### Region pointing data
_ _ _
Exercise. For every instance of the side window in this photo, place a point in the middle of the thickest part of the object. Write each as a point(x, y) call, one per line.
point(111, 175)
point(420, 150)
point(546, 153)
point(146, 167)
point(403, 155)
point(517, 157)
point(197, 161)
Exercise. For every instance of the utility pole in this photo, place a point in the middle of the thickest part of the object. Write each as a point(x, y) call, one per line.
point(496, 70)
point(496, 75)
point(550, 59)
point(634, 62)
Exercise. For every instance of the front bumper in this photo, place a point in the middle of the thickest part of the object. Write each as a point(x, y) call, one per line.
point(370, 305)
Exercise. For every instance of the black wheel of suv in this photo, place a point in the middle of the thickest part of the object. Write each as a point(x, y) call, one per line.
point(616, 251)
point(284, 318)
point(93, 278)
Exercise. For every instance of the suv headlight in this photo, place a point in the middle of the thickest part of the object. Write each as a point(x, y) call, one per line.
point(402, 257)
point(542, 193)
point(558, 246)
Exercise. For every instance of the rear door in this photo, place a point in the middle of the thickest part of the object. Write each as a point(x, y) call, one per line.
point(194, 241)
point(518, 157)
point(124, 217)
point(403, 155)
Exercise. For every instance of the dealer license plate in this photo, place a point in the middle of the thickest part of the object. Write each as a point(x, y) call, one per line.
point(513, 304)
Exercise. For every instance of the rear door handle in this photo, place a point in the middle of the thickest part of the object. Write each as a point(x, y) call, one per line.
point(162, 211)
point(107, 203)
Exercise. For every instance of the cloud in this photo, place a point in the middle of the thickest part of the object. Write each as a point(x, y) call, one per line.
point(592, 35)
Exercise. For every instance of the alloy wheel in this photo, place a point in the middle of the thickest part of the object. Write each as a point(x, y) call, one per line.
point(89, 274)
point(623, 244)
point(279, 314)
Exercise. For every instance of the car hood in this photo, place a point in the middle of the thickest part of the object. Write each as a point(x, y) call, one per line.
_ _ _
### What the task requires
Above are the records; reproduce all of them exactly.

### Result for this task
Exercise. For every instance of the side window in this photo, place a point in the middle of the thickest part of the object. Write each as a point(x, y) call, one per line.
point(111, 175)
point(420, 150)
point(546, 153)
point(146, 167)
point(403, 155)
point(517, 157)
point(197, 161)
Exercise. For every instance of the utility pole in this photo, place a point in the middle of the thickest part of the object. Write each as a point(x, y) call, one per line.
point(496, 70)
point(496, 75)
point(550, 59)
point(634, 62)
Exercise. For every instance of the front bumper in this photo, place a point in the middle of the thickest part of the object. Write each as a point(x, y) call, one per line.
point(370, 305)
Exercise. For every instance of the black wheel of suv in this photo, place a point in the middle of the thickest part of the object. Write each as a point(x, y) call, one per line.
point(616, 251)
point(284, 318)
point(93, 278)
Exercise. For every instance of the suv headlight in this photo, place a point in the middle of the thickest part of the object. Write each as a point(x, y) call, one per line.
point(402, 257)
point(542, 193)
point(558, 246)
Exercise. For every instance of the rear door in this photo, place a point in the middle of the thickest part of the object. Write each as a point(x, y) call, one per line.
point(194, 241)
point(518, 157)
point(124, 217)
point(403, 155)
Exercise. For every instance of the dealer license plate in this photo, place a point in the middle of the thickest part of the object. Write each as a point(x, y) call, one per line.
point(513, 304)
Exercise. For every instance of the rear door handle in this photo, place a point in the middle of the thickest part of the object. Write each as a point(x, y) call, one per line.
point(162, 211)
point(107, 203)
Exercise. For every instance of the cloud in this photo, place a point in the middle of the thickest part of the object. Write each as a point(x, y) call, one per line.
point(592, 35)
Exercise. For every instance of the alloy wheel in this photo, place a point in the middle of the thickest part of the object. Write each as a point(x, y) call, one per line.
point(89, 274)
point(623, 244)
point(279, 314)
Exercise. For every instance of the car hood in this photo, place a point in the middle of the thickest part of the object. Write each as a point(x, y) call, one per line.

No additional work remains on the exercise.